Instructions to follow:
Render as a JSON list of strings the lines beginning with the one that contains "Where in this photo can the oval" and running through the end of the items, one string per line and with blank lines omitted.

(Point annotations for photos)
##########

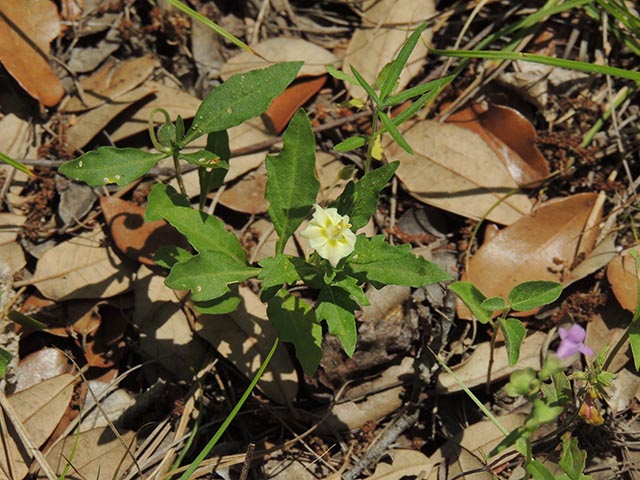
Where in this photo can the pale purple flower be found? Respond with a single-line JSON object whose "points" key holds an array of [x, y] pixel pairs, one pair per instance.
{"points": [[572, 342]]}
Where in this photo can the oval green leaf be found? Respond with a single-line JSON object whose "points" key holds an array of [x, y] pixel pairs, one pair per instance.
{"points": [[240, 98], [110, 165], [530, 295]]}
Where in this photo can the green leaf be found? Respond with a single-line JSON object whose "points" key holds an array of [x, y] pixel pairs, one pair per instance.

##########

Answer to this problem:
[
  "Where in this photo can the oval green leaf be found? Respond with a single-line JSON object whose \"points\" key holds an array of [x, y] pixel pairs, one pair per instance.",
  "{\"points\": [[240, 98], [110, 165], [530, 295]]}",
  "Where in this photo can the green leaf be found? Respond with a single-line JSON object whose \"points\" key holds an array of [x, y] pixel pairs, one pair per instance."
]